EXERCISE 1: In the post on dependency version bounds, why does the CI system not notice when the package stops working with foo-1.2.3? Answer in one to three sentences.
EXERCISE 2: Take the post on dependency version bounds further, picking up after its last sentence.

--- Begin DOCUMENT EXTRACT ---

Dependency version bounds are a lie

…at least more often than not, if their goal is to say that “my code works with the versions in that bounds”.

How things can go wrong

  1. You start a new project wombat, and add all the currently used versions of its dependencies (here: foo-1.2.3) to the build-depends line of the wombat.cabal file, maybe like this:

    build-depends: foo >= 1.2.3 && < 1.3,
    

    You set up a nice CI system, maybe testing various versions of GHC.

    All is well.

  2. To get extra cookie points you maybe subscribe to a packdeps RSS feed for our package and get notified when foo-1.3 gets released. So you change the dependency to

    build-depends: foo >= 1.2.3 && < 1.4,
    

    test that it still works, and release a new version of wombat.

    Still all is well.

  3. A few weeks later, you add New Shiny Feature to wombat. Your tests all pass, CI is happy, and you release a new version.

    Is still all well? We don’t know!

    You package claims to work with foo-1.2.3, but if your latest feature happens to be using code only available in foo-1.3, this is now a lie, and there are no checks in place that check that. On CI, cabal prefers building with the newest version possible, and always builds with foo-1.3.

Can affect upper bounds too!

Ping by packdeps, I just updated the few upper bounds of transformers to allow 0.6. But transformers is a boot package (comes with GHC, installed by default), so cabal keeps using 0.5.6.2.

This led to a incompatiblity between mtl-2.3.1, transformers-0.6 and GHC 9.0 being released without the CI system complaining.

(For the upper-version-untested-problem there is a maybe a simpler fix possible; in a way what I propose below is a generalization of that.)

The underlying problem

In both cases, the problem is that the package metadata specifies a (possibly) wide ranges of compatible packages, but the CI systems only test a small subset of these versions. As a rule of thumb, if it’s not CI tested, it breaks, so this is a problem.

The goal of version bounds

Stepping back a bit, I wonder: What is the main purpose of the version bounds in the cabal file?

--- End DOCUMENT EXTRACT ---
--- Begin EXTRACTED MATERIAL ---

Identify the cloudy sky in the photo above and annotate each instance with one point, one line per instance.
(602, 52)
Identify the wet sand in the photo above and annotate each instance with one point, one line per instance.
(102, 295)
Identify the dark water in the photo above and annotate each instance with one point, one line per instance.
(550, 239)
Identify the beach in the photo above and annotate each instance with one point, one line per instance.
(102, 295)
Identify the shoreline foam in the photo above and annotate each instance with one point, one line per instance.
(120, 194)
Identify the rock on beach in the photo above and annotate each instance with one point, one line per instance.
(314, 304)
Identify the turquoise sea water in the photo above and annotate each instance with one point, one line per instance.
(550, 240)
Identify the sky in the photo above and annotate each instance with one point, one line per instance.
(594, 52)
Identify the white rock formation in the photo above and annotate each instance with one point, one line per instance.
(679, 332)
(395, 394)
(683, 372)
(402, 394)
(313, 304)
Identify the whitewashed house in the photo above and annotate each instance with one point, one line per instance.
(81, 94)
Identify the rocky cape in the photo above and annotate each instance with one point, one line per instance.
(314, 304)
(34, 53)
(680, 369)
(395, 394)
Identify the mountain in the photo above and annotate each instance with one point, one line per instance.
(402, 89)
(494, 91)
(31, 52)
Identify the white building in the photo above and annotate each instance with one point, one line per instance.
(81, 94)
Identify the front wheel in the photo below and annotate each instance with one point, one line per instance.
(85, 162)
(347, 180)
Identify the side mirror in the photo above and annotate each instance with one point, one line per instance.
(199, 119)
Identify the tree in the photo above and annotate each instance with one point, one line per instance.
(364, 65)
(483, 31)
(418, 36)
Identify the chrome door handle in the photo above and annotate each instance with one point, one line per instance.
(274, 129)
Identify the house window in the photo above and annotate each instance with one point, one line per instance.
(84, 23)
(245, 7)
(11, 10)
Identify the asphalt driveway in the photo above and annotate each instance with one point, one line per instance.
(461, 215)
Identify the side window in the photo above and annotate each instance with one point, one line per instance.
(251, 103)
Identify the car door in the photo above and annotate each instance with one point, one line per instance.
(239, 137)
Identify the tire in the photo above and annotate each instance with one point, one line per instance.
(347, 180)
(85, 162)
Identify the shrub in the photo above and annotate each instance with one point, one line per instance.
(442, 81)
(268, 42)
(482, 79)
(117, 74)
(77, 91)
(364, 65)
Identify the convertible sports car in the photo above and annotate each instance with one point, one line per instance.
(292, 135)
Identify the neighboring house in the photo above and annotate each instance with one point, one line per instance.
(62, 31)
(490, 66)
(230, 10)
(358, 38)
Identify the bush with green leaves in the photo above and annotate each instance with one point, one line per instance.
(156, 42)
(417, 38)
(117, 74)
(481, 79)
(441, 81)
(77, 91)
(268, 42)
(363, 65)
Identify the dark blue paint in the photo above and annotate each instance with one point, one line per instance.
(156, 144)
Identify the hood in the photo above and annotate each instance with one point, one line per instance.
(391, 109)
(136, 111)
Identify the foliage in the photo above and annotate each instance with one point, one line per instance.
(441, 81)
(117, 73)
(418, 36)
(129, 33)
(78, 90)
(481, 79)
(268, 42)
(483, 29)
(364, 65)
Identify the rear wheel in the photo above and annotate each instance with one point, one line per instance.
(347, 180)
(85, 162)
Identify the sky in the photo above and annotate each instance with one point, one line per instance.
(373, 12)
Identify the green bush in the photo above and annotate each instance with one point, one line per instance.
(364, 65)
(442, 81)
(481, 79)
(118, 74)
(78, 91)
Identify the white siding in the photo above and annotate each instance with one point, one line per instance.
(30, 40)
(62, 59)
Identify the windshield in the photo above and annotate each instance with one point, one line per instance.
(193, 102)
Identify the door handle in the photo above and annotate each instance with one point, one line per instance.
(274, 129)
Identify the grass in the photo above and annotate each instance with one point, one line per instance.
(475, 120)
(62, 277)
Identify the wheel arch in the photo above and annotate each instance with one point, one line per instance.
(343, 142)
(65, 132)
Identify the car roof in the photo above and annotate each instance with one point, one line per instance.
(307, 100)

--- End EXTRACTED MATERIAL ---

EXERCISE ANSWER 1: On CI, cabal prefers to build with the newest version it can, so it always builds with foo-1.3. A new feature that relies on code found only in foo-1.3 therefore passes every test, and nothing checks that the stated lower bound of foo-1.2.3 still holds.

EXERCISE ANSWER 2:
It seems to be to indicate which dependency versions are expected to build, so that downstream users are not bothered with build failures of their dependencies (instead, cabal tries to pick different versions, or reports earlier with the inability to form a build plan).

Cabal’s 3.0 caret-set-syntax of specifying bounds, where the equivalent to the above build-depends would be

build-depends: foo ^>= { 1.2.3, 1.3 }

emphasizes this purpose.

(There is also the use of bounds to indicate semantic incompatibilities.)

Let’s avoid lies!

So it becomes clear: If we want to avoid our cabal files from lying, we need to have the package CI check every version allowed by the version range. Or, a bit more realistic, those versions that (by the PVP) imply compatibility with all versions. In the case of caret-set-depends, it’s simply the versions in the set.

But how?

What’s not clear to me is how to achieve that.

We could generate one Job for each dependency/version pair. Ideally dynamically, because we probably don’t want to edit/generate the .github/workflows file whenever we edit the .cabal file.

But some packages come with GHC are not reinstallable (e.g. base), so when generating the job definition, we’d also need to know which GHC version can be used to test that package.

And this would lead to highly redundant builds once we have more than one dependency, as the jobs we generate for the versions of dependency foo also build against some version of bar, so having separate jobs for bar is wasteful. (Users of nix with the haskell.nix infrastructure and a good nix-aware CI system like Hercules CI might get away with it, though).

Many freeze files?

Maybe this scheme would work:

  1. Think about why you even want to keep supporting an older version of a dependency. Typical reasons are, I think

    • You want to support building with an older version of GHC, and the dependency comes with GHc.
    • You want to allow users of certain package sets (stackage, nixpkgs, Debian) to use your library without having to also upgrade these packages.
  2. From this, you can derive a policy listing version set targets, e.g.

    • latest stackage releases covering the latest 3 GHC versions
    • nixpkgs unstable and stable,
    • latest versions on hackage with latest released GHC
    • GHC HEAD with head.hackage
  3. Find a source for a cabal freeze file for each of these target.

    For stackage, such files are provided (e.g. https://www.stackage.org/lts-17.13/cabal.config). For the others, let’s assume similar services exist, or tools that generate them on the fly.

  4. For each of these freeze files, have a CI that uses it. This guarantees that your code keeps continues to be tested with the older versions of its dependencies.

  5. Have a CI job that checks that the bounds in the .cabal file are nothing but lines of the form

    build-depends: foo ^>= { 1.2.3, 1.3 }
    

    where the versions are those in the freeze file, and complains if they aren’t or – better – fixes them.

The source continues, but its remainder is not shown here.